[Page text Boundary: Start]

Google's 2024–25 update to SigLIP, trained with a sigmoid loss instead of CLIP's batch-softmax. This means SigLIP's similarity scores are calibrated: PhotoMapAI passes them through SigLIP's learned sigmoid to recover something close to "this is an X% match" probabilities, which can be more interpretable than raw cosines.

  • Strengths. Excellent at clean, single-subject images with caption-shaped queries. Particularly good for AI-generated content (InvokeAI exports, Stable Diffusion outputs, illustration-style work) where the subject is the whole image and queries describe it directly. The calibrated scores make a confident match very obviously different from a non-match — you'll see probabilities near 0.5+ for good hits and near 0.001 for misses, with little in between.

[Page text Boundary: End]
[Exercise data Boundary: Start]

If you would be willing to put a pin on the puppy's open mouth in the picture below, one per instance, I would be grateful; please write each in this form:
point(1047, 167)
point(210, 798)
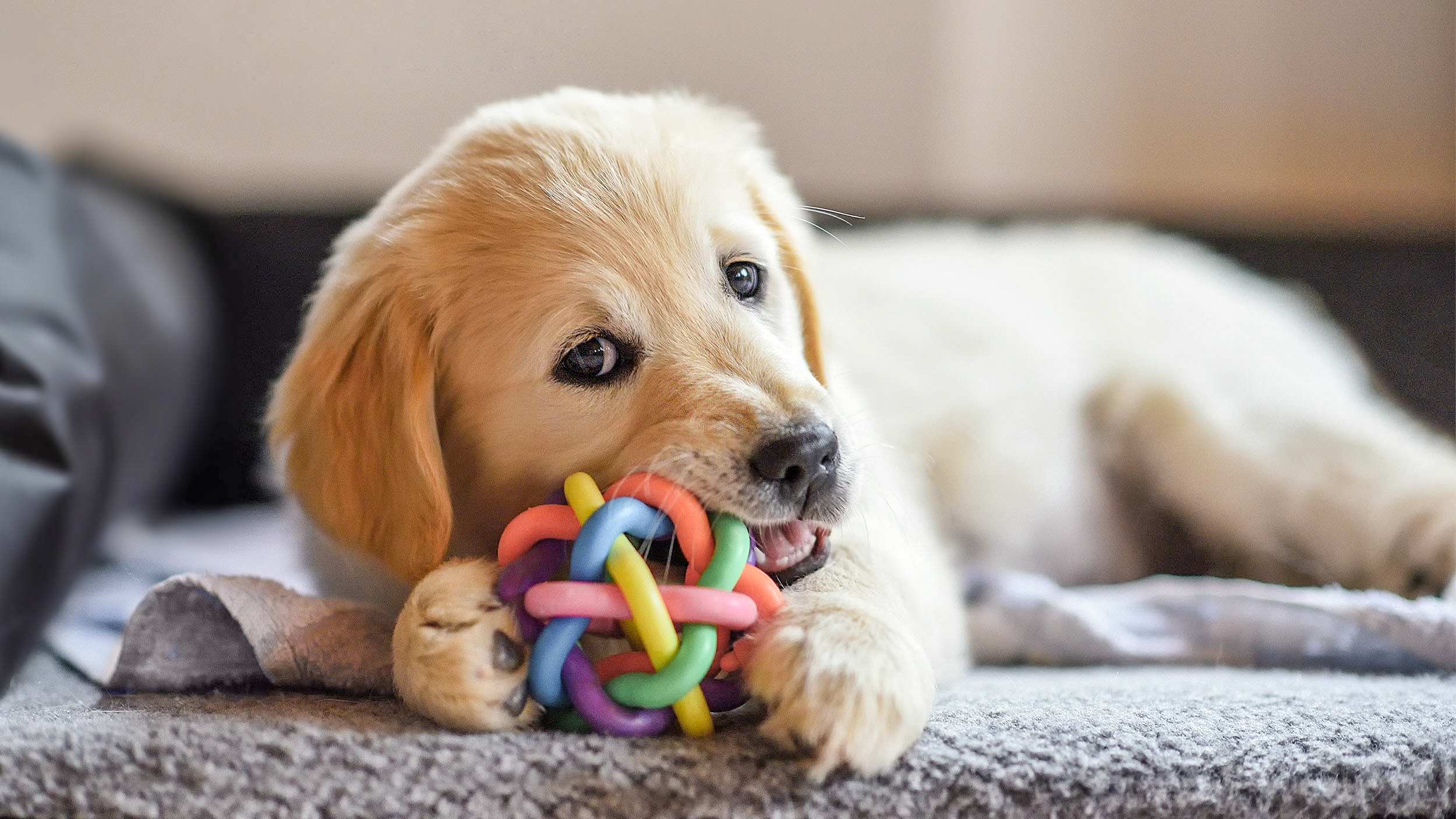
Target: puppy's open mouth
point(790, 550)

[Exercise data Boundary: End]

Work order 1 - According to the text about SigLIP, what kind of loss was Google's 2024–25 update trained with?
Work order 2 - Write the next part of the text about SigLIP, picking up right after its last sentence.
You won't need the records here.

Expected output 1 - A sigmoid loss, instead of CLIP's batch-softmax.

Expected output 2 -
  • Weaknesses. That sharp calibration is a double-edged sword. SigLIP's matching cosines for a typical query land in the 0.05–0.15 range, and the calibration cliff sits at raw cosine ≈ 0.14. Cluttered family photos and abstract bare-noun queries ("woman", "flower") tend to produce raw cosines just below that cliff, which makes their calibrated probabilities collapse toward zero. Default thresholds for SigLIP are therefore much lower (0.005) than for CLIP-style encoders, and you'll spend more time tuning per album.
  • Pick this if your album is mostly clean, single-subject content where you want the most confident possible matches and you're willing to tune.

OpenAI CLIP ViT-B/32 (legacy)

The original 2021 CLIP — the model PhotoMapAI used for everything before the encoder layer was added. It's the smallest of the three (~150 MB, fastest to index) and uses a familiar contrastive cosine similarity.

  • Strengths. Fastest indexing, smallest disk footprint, well-understood threshold behavior.
  • Weaknesses. Substantially weaker than the newer alternatives across published benchmarks (e.g. ~63% ImageNet zero-shot vs. 82% for OpenCLIP-DFN). Recall on photo-style content is noticeably worse, and false positives are more frequent.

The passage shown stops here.